LESETEXT:
--

In der NZZ wird eine hochstehende Debatte über die Frage geführt, ob die subsidiäre Verfassungsbeschwerde abgeschafft werden soll. Die Vorlage zur Revision des Bundesgerichtsgesetzes kommt in den Ständerat als Zweitrat.

Neu lanciert wurde die Debatte am 16.7.19 durch einen Meinungsartikel von Dr. Markus Mohler, vormals Staatsanwalt und Kommandant der Kantonspolizei Basel-Stadt, unter dem Titel “Revision des Bundesgerichtsgesetzes: Abbau von Rechtsstaatlichkeit”, gefolgt von Beiträgen von Prof. em. Georg Müller und alt Bundesgerichtspräsident Giusep Nay.

Auszug Mohler:

“(…) Dass die Möglichkeit besteht, eine subsidiäre Verfassungsbeschwerde einzulegen, ist selber jedoch schon ein Grund, die Sorgfalt bei Gerichtsentscheiden zu pflegen und nicht im Wissen um deren Endgültigkeit auf der unteren Stufe auch eine Fünf gerade sein zu lassen. Es geht ja just um durch die Bundesverfassung gewährte Rechte, etwa auf ein unabhängiges Gericht, die zu verwirklichen sind. Der Bundesrat und auch der Nationalrat haben daher das Begehren des Bundesgerichts abgelehnt; ausstehend ist der Beschluss des Ständerates. Es wird ihm allseits nahegelegt, diesen beiden Beschlüssen zu folgen: die subsidiäre Verfassungsbeschwerde ist unerlässlich, und sie muss auch auf die vorinstanzlichen Bundesgerichte ausgedehnt werden. (…)

--

(Datensätze zur Segmentierung)
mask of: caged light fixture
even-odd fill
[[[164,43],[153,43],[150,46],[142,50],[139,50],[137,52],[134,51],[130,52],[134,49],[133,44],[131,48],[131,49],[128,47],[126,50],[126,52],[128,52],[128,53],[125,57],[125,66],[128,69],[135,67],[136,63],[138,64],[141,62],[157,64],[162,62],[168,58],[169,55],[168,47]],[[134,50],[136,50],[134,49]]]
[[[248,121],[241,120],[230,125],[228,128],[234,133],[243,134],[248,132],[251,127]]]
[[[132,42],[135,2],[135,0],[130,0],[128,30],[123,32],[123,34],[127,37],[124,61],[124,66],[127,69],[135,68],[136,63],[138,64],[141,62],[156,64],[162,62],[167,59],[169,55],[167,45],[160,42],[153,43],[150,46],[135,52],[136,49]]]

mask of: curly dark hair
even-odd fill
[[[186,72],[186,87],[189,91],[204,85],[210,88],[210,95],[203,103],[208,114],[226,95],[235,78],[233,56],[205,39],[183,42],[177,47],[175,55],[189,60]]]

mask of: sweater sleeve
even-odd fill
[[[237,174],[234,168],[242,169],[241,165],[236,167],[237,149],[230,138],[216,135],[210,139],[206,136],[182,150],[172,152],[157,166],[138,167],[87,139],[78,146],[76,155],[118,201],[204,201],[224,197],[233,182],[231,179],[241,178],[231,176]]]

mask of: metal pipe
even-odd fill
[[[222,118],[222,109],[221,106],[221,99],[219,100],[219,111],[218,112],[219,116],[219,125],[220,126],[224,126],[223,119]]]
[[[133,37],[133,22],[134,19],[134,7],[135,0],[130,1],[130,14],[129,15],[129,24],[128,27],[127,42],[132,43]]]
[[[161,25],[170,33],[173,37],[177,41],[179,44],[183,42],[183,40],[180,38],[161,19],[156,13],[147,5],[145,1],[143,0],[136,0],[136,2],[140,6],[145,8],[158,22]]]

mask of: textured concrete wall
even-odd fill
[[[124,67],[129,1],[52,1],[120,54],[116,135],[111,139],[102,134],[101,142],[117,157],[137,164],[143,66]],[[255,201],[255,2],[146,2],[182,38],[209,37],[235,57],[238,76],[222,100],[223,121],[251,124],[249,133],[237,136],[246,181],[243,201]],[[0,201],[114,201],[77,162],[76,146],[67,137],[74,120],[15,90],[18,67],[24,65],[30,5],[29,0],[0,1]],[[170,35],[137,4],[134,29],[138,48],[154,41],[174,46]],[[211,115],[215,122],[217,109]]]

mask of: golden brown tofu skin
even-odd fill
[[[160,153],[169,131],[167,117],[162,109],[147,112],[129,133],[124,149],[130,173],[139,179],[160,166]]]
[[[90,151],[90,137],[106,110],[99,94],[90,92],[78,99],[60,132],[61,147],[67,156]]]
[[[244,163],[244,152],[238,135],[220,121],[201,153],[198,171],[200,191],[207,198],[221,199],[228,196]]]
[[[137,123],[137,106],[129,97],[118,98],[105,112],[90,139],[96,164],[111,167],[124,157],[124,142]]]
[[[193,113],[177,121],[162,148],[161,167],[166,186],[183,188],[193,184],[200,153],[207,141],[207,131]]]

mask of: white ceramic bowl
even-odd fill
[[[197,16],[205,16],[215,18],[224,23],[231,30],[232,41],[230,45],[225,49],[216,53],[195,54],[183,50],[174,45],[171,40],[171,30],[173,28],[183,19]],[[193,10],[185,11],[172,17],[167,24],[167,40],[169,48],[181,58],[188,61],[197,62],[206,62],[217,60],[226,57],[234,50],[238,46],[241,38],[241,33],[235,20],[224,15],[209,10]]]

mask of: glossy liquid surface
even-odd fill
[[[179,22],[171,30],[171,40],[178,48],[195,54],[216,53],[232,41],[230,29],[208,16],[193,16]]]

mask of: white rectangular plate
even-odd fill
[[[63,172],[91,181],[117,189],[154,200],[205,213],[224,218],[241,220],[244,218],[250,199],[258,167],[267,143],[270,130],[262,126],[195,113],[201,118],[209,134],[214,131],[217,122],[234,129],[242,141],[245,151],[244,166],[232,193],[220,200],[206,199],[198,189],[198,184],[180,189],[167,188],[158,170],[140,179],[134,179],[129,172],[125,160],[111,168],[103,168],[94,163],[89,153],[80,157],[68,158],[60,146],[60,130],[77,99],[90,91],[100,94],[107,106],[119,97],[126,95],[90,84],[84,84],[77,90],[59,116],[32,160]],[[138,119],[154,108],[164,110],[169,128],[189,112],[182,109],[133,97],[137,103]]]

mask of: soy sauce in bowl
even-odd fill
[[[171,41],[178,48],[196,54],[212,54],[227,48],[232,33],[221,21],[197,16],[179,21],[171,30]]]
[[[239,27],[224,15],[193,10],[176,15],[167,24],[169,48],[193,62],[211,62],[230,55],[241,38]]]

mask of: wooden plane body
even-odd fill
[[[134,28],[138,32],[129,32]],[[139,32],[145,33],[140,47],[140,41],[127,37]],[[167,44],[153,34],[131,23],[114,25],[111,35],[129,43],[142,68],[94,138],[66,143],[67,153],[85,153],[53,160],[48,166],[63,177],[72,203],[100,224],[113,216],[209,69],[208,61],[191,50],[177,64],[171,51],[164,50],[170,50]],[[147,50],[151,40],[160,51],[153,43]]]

--

AUFGABEN ZUR ÜBUNG:
#1 Beantworte die folgenden Fragen zum Lesetext.
(a) In welcher Zeitung wird die Debatte über die subsidiäre Verfassungsbeschwerde geführt?
(b) An welchem Datum wurde die Debatte neu lanciert?
(c) Welche beiden Instanzen haben laut dem Auszug das Begehren des Bundesgerichts abgelehnt?
#2 Gib aus den Datensätzen den Abschnitt unverändert aus, der mit der Zeile beginnt, die „mask of: white ceramic bowl“ enthält, und bis zum Ende der Datensätze reicht.

DIE LÖSUNGEN:
#1
(a) In der NZZ.
(b) Am 16.7.19.
(c) Der Bundesrat und der Nationalrat.

#2
mask of: white ceramic bowl
even-odd fill
[[[197,16],[205,16],[215,18],[224,23],[231,30],[232,41],[230,45],[225,49],[216,53],[195,54],[183,50],[174,45],[171,40],[171,30],[173,28],[183,19]],[[193,10],[185,11],[172,17],[167,24],[167,40],[169,48],[181,58],[188,61],[197,62],[206,62],[217,60],[226,57],[234,50],[238,46],[241,38],[241,33],[235,20],[224,15],[209,10]]]

mask of: glossy liquid surface
even-odd fill
[[[179,22],[171,30],[171,40],[178,48],[195,54],[216,53],[232,41],[230,29],[208,16],[193,16]]]

mask of: white rectangular plate
even-odd fill
[[[63,172],[91,181],[117,189],[154,200],[205,213],[224,218],[241,220],[244,218],[250,199],[258,167],[267,143],[270,130],[262,126],[195,113],[201,118],[209,134],[214,131],[217,122],[234,129],[242,141],[245,151],[244,166],[232,193],[220,200],[206,199],[198,189],[198,184],[180,189],[167,188],[158,170],[140,179],[134,179],[129,172],[125,160],[111,168],[103,168],[94,163],[89,153],[80,157],[68,158],[60,146],[60,130],[77,99],[90,91],[100,94],[107,106],[119,97],[126,95],[90,84],[84,84],[77,90],[59,116],[32,160]],[[138,119],[154,108],[164,110],[169,128],[189,112],[182,109],[133,97],[137,103]]]

mask of: soy sauce in bowl
even-odd fill
[[[171,41],[178,48],[196,54],[212,54],[227,48],[232,33],[221,21],[197,16],[179,21],[171,30]]]
[[[239,27],[224,15],[193,10],[176,15],[167,24],[169,48],[193,62],[211,62],[230,55],[241,38]]]

mask of: wooden plane body
even-odd fill
[[[134,28],[138,32],[129,32]],[[139,32],[145,33],[140,47],[140,41],[127,37]],[[167,44],[153,34],[131,23],[114,25],[111,35],[129,43],[142,68],[94,138],[66,143],[67,153],[85,153],[53,160],[48,166],[63,177],[72,203],[100,224],[113,216],[209,69],[208,61],[191,50],[177,64],[171,51],[164,50],[170,50]],[[147,50],[151,40],[160,51],[153,43]]]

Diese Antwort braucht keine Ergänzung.